▸ Problem description
For the records below, output word for word the lines from the one with "Locate the shoulder" up to and including the one with "Locate the camouflage trousers". No pictures.

==== Records provided

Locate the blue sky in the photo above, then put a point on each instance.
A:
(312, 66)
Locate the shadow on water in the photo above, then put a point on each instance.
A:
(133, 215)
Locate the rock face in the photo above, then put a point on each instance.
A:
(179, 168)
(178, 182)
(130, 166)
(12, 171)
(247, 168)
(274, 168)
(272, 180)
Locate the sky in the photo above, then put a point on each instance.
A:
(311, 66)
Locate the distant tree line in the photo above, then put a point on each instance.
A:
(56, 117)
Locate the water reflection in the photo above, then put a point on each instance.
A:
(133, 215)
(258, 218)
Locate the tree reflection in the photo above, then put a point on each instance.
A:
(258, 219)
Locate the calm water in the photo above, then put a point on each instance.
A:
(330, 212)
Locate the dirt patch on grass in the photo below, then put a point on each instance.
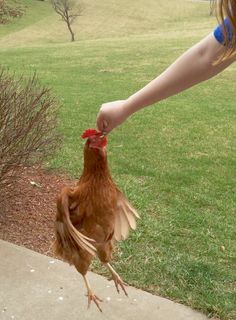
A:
(27, 218)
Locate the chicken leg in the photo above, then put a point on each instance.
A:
(117, 279)
(91, 295)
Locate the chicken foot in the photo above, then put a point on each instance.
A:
(91, 295)
(117, 279)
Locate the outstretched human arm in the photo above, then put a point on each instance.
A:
(194, 66)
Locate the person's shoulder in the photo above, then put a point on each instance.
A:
(219, 33)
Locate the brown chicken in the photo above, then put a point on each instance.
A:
(93, 215)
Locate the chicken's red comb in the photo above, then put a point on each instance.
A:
(89, 133)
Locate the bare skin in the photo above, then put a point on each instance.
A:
(194, 66)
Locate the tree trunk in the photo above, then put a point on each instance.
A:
(71, 32)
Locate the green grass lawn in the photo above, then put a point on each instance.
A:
(175, 161)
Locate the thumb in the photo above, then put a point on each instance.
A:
(102, 124)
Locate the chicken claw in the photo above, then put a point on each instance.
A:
(95, 299)
(117, 279)
(91, 296)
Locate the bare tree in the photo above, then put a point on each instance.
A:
(69, 10)
(28, 119)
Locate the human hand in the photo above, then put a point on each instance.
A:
(111, 115)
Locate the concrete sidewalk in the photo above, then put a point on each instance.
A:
(37, 287)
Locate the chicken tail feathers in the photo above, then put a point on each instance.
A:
(68, 238)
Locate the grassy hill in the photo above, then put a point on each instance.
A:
(175, 160)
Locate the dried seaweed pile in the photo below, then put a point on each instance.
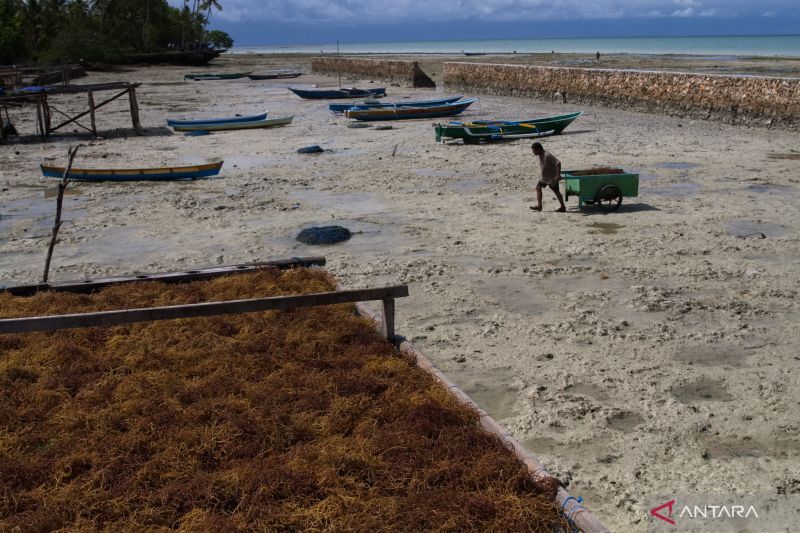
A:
(278, 421)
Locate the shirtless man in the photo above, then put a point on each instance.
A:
(551, 173)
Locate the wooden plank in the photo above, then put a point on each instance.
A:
(82, 88)
(129, 316)
(92, 285)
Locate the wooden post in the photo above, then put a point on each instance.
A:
(388, 319)
(47, 115)
(59, 201)
(40, 118)
(91, 113)
(134, 110)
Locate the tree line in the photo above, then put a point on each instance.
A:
(53, 31)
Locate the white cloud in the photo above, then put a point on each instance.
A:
(359, 12)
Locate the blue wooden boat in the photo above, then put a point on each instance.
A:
(400, 113)
(227, 126)
(341, 108)
(227, 120)
(499, 130)
(135, 174)
(332, 94)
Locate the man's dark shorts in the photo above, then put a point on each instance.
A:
(542, 184)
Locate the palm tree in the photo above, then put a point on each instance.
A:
(207, 6)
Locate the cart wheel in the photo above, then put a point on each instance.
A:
(609, 198)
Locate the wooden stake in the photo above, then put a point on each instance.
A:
(59, 201)
(134, 110)
(91, 113)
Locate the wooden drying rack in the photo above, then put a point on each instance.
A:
(45, 109)
(577, 513)
(386, 295)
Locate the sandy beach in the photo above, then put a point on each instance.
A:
(650, 351)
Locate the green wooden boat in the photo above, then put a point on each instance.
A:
(216, 76)
(603, 187)
(497, 130)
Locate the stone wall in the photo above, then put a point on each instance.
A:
(748, 100)
(405, 73)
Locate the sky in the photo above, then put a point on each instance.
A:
(268, 22)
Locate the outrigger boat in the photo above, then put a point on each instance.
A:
(216, 76)
(331, 94)
(226, 126)
(400, 113)
(367, 104)
(135, 174)
(190, 122)
(276, 75)
(497, 130)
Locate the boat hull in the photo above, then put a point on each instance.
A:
(275, 76)
(407, 113)
(341, 108)
(226, 120)
(228, 126)
(332, 94)
(138, 174)
(495, 130)
(219, 76)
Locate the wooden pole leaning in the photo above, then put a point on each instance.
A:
(134, 110)
(62, 186)
(91, 113)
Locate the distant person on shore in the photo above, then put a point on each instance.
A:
(550, 168)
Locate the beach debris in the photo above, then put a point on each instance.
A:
(324, 235)
(311, 149)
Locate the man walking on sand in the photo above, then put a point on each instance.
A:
(551, 173)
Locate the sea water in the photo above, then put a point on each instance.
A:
(750, 45)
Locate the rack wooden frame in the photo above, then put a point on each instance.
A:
(45, 109)
(585, 521)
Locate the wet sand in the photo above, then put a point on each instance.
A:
(643, 352)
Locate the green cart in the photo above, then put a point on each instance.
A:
(603, 187)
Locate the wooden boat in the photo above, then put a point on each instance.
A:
(227, 126)
(341, 108)
(135, 174)
(400, 113)
(243, 118)
(216, 76)
(496, 130)
(331, 94)
(276, 75)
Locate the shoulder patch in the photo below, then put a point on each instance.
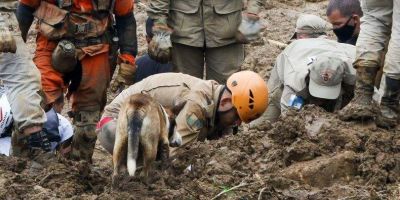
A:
(194, 122)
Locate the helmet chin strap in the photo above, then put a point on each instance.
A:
(220, 98)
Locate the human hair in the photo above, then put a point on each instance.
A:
(346, 7)
(59, 100)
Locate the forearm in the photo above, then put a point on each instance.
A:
(158, 10)
(126, 28)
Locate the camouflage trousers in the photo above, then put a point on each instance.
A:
(219, 62)
(380, 22)
(85, 136)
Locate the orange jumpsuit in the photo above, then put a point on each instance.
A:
(90, 94)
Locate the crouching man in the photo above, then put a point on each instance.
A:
(311, 70)
(210, 109)
(21, 79)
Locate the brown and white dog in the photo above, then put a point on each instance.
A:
(143, 126)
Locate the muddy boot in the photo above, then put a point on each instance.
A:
(387, 117)
(361, 106)
(29, 146)
(85, 135)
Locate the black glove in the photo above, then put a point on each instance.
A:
(39, 140)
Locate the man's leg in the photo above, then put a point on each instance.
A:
(22, 80)
(375, 32)
(221, 62)
(87, 103)
(389, 106)
(188, 60)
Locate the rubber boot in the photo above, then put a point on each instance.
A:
(389, 108)
(19, 146)
(361, 106)
(85, 135)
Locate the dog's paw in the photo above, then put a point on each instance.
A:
(176, 140)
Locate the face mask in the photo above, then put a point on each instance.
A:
(345, 32)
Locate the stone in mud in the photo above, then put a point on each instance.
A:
(324, 171)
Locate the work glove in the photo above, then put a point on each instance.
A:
(39, 140)
(125, 74)
(249, 29)
(160, 45)
(7, 42)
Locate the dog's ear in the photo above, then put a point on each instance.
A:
(178, 107)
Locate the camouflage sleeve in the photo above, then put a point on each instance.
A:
(254, 6)
(190, 121)
(158, 10)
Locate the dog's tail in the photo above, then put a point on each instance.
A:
(135, 121)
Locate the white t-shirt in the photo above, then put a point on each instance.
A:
(64, 128)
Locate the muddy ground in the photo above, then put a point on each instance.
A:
(306, 155)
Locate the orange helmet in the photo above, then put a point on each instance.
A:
(249, 94)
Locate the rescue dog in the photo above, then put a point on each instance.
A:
(143, 126)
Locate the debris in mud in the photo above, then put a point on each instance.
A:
(339, 160)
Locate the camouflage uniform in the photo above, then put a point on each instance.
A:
(204, 33)
(22, 79)
(195, 120)
(379, 25)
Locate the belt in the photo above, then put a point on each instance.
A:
(89, 41)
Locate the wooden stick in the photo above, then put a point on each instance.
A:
(277, 43)
(230, 189)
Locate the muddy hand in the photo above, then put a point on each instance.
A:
(249, 29)
(160, 45)
(125, 77)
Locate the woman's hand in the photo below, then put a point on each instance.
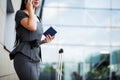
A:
(47, 39)
(29, 6)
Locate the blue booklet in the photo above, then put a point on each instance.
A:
(50, 31)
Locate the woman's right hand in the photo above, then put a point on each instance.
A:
(29, 6)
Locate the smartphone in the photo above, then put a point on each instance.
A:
(27, 1)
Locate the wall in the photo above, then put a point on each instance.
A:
(7, 35)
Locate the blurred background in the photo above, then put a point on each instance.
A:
(88, 33)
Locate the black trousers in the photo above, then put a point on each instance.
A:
(26, 68)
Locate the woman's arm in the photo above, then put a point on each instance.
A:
(30, 22)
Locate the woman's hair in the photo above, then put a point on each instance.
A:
(22, 7)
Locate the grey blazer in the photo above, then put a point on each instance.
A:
(26, 37)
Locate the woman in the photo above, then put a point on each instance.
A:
(27, 53)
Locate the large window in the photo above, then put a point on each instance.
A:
(87, 29)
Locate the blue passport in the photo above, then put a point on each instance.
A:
(50, 31)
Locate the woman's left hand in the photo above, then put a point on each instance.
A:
(48, 38)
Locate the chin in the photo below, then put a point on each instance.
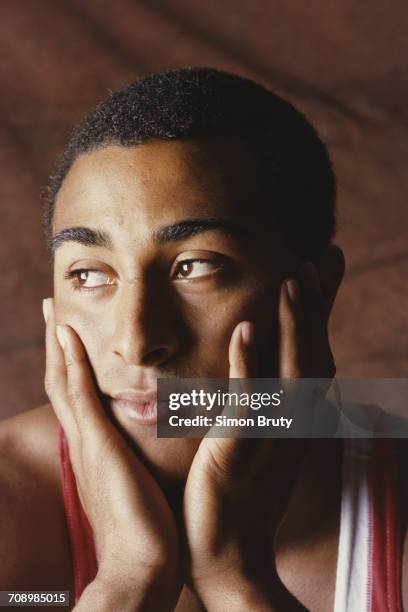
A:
(168, 459)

========

▸ Result
Locate the shoulder patch in the photo below, then put a point on each instance.
A:
(194, 122)
Locate the helmet chin strap in the photo above, then put a point on each instance.
A:
(220, 98)
Locate the human hair in the photo above, then put a point on each instance.
A:
(346, 7)
(59, 100)
Locate the forearm in the photo above, then put a point on each instance.
A:
(158, 10)
(126, 28)
Locate the camouflage trousers in the photo above, then put a point on each instance.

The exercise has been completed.